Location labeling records
────────────────────────────────────────
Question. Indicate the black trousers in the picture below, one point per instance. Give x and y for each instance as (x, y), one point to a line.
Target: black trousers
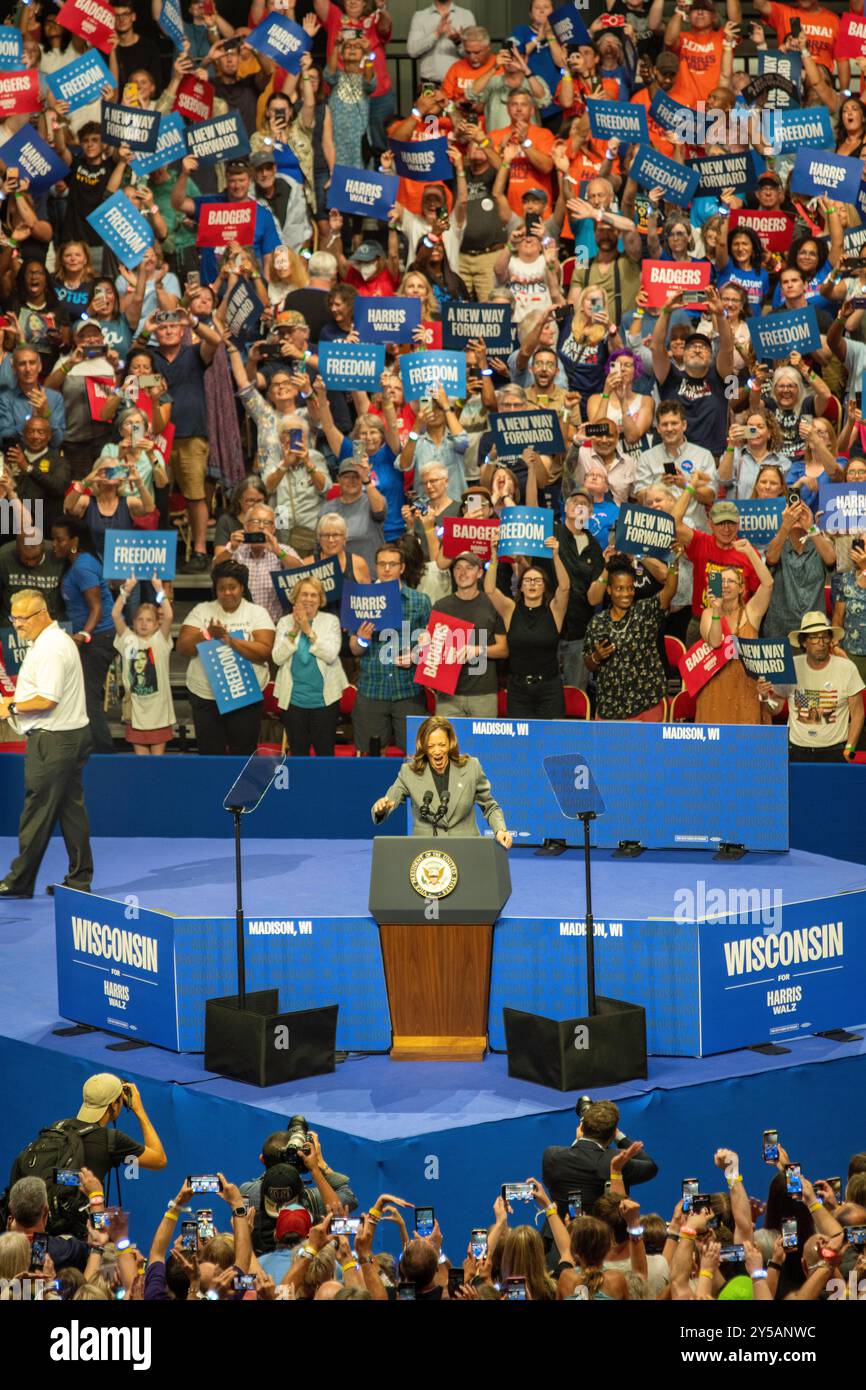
(218, 734)
(541, 699)
(310, 726)
(53, 792)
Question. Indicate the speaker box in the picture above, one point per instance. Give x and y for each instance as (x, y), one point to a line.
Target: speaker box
(576, 1054)
(263, 1047)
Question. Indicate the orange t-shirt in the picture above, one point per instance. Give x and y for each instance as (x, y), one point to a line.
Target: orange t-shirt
(524, 175)
(699, 66)
(462, 74)
(819, 28)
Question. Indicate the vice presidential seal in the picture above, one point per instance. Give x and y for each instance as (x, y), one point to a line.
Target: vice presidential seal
(433, 875)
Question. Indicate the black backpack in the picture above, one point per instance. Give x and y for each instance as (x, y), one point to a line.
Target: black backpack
(59, 1146)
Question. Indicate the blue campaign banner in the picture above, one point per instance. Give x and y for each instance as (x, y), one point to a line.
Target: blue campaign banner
(221, 138)
(123, 230)
(116, 966)
(794, 128)
(630, 762)
(350, 366)
(776, 335)
(35, 157)
(822, 174)
(170, 146)
(377, 603)
(388, 319)
(423, 161)
(281, 41)
(141, 555)
(466, 320)
(171, 22)
(768, 659)
(519, 430)
(644, 531)
(569, 27)
(131, 125)
(774, 973)
(524, 531)
(617, 121)
(720, 171)
(363, 192)
(654, 170)
(327, 571)
(11, 49)
(759, 519)
(232, 679)
(81, 81)
(841, 508)
(423, 371)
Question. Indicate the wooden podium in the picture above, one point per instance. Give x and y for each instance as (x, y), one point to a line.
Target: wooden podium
(435, 901)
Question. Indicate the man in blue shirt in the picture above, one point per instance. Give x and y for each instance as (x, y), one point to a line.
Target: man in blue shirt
(238, 184)
(27, 398)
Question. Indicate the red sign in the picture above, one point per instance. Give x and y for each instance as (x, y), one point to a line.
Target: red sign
(851, 41)
(91, 20)
(442, 652)
(662, 278)
(774, 230)
(473, 534)
(20, 92)
(221, 224)
(702, 662)
(195, 99)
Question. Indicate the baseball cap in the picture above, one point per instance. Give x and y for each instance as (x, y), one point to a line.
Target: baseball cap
(366, 253)
(724, 512)
(99, 1093)
(280, 1187)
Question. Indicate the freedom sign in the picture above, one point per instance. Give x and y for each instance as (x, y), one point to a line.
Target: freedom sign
(773, 228)
(388, 319)
(377, 603)
(823, 174)
(29, 153)
(20, 92)
(644, 531)
(476, 534)
(617, 121)
(131, 125)
(170, 146)
(327, 571)
(281, 41)
(350, 366)
(524, 531)
(363, 192)
(123, 230)
(421, 373)
(89, 20)
(766, 659)
(220, 224)
(662, 278)
(776, 335)
(464, 321)
(519, 430)
(81, 81)
(423, 161)
(654, 170)
(139, 555)
(224, 138)
(442, 652)
(231, 677)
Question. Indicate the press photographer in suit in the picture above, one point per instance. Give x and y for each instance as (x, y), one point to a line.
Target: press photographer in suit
(444, 787)
(587, 1165)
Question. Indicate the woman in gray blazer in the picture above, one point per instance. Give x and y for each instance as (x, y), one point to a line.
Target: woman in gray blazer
(444, 787)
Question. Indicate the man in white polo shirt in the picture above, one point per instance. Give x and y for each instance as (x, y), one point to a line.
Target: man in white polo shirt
(49, 709)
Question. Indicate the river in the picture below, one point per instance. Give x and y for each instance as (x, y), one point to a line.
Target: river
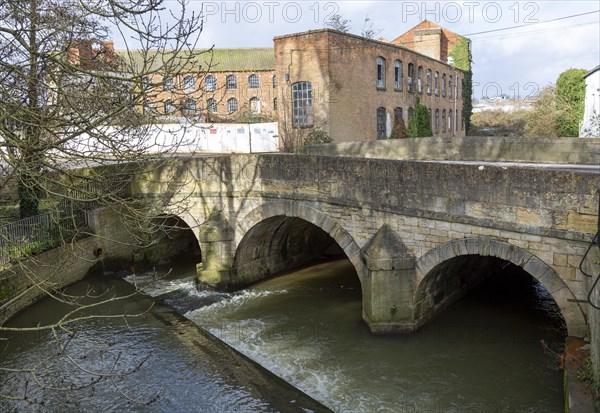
(496, 350)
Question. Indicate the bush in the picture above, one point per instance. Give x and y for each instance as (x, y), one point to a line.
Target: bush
(419, 124)
(499, 123)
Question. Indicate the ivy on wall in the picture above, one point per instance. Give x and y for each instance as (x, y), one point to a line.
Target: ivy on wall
(461, 54)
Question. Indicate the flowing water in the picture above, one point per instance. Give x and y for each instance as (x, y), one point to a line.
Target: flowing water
(496, 350)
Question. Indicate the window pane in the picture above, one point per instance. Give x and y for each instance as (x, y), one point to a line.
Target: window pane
(380, 72)
(253, 82)
(210, 83)
(231, 82)
(232, 105)
(381, 131)
(211, 105)
(302, 104)
(255, 106)
(188, 83)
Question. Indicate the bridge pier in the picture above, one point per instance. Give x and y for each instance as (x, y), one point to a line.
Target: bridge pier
(388, 284)
(218, 250)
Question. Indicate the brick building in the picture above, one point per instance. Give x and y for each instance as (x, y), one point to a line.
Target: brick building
(216, 85)
(431, 40)
(357, 89)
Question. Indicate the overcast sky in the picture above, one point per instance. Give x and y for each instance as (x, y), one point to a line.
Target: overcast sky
(516, 62)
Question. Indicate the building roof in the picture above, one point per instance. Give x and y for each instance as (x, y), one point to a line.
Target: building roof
(210, 60)
(594, 70)
(381, 43)
(426, 24)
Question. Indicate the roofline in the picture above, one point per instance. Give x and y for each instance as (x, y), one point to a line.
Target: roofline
(441, 27)
(377, 42)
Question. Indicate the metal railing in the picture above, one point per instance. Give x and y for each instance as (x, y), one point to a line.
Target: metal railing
(42, 232)
(28, 235)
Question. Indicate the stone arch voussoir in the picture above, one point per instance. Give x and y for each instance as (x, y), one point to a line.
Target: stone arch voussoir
(308, 213)
(537, 268)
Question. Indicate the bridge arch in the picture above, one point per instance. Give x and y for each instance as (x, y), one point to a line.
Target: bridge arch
(273, 215)
(430, 268)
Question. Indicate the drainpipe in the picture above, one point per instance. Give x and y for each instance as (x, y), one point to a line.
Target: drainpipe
(454, 121)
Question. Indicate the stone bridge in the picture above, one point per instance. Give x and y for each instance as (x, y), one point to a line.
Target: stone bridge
(419, 234)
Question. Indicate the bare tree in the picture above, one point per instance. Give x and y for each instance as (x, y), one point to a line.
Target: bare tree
(70, 105)
(369, 31)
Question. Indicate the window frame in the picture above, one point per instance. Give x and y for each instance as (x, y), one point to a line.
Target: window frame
(256, 102)
(210, 83)
(189, 83)
(380, 73)
(231, 101)
(169, 107)
(381, 115)
(428, 85)
(253, 81)
(190, 109)
(443, 120)
(443, 85)
(231, 82)
(169, 84)
(398, 75)
(302, 104)
(411, 78)
(211, 105)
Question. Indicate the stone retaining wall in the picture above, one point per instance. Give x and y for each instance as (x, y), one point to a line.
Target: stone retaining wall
(472, 148)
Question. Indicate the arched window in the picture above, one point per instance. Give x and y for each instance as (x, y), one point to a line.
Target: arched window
(430, 118)
(211, 105)
(169, 107)
(231, 105)
(189, 107)
(168, 83)
(253, 82)
(210, 83)
(444, 85)
(381, 132)
(397, 115)
(380, 73)
(444, 120)
(189, 83)
(302, 104)
(398, 74)
(230, 82)
(428, 81)
(411, 77)
(255, 106)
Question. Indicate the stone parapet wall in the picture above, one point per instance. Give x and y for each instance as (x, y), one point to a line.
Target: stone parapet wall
(472, 148)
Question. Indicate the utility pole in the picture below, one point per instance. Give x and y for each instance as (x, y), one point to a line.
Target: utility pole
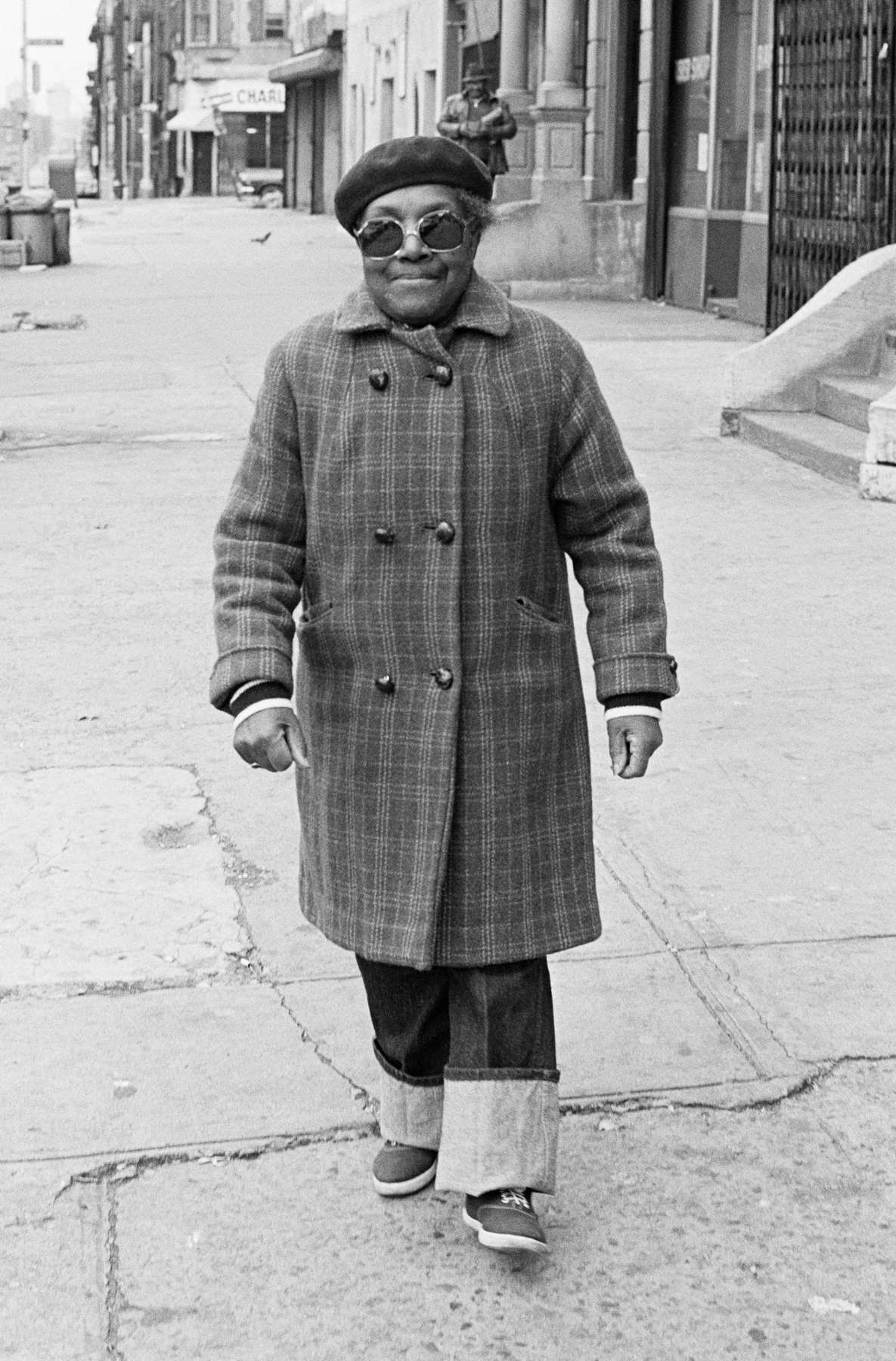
(26, 127)
(147, 109)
────────────────────────────────────────
INSTRUCTION: Pictures aside, set down the lines from the one containing "Question. Indicate the stone parapet" through the end of the records above, exactly and only those.

THE REPLY:
Question. Indicate the stone parapet wall in the picture above, one point per instance. Give x and y for each instance as (x, y), one point to a line.
Target: stone parapet wall
(472, 148)
Question. Indicate the utility pole in the picture below, one point per instance. Give x and y for each instance as (x, y), one point to a line.
Target: utility pole
(26, 127)
(147, 109)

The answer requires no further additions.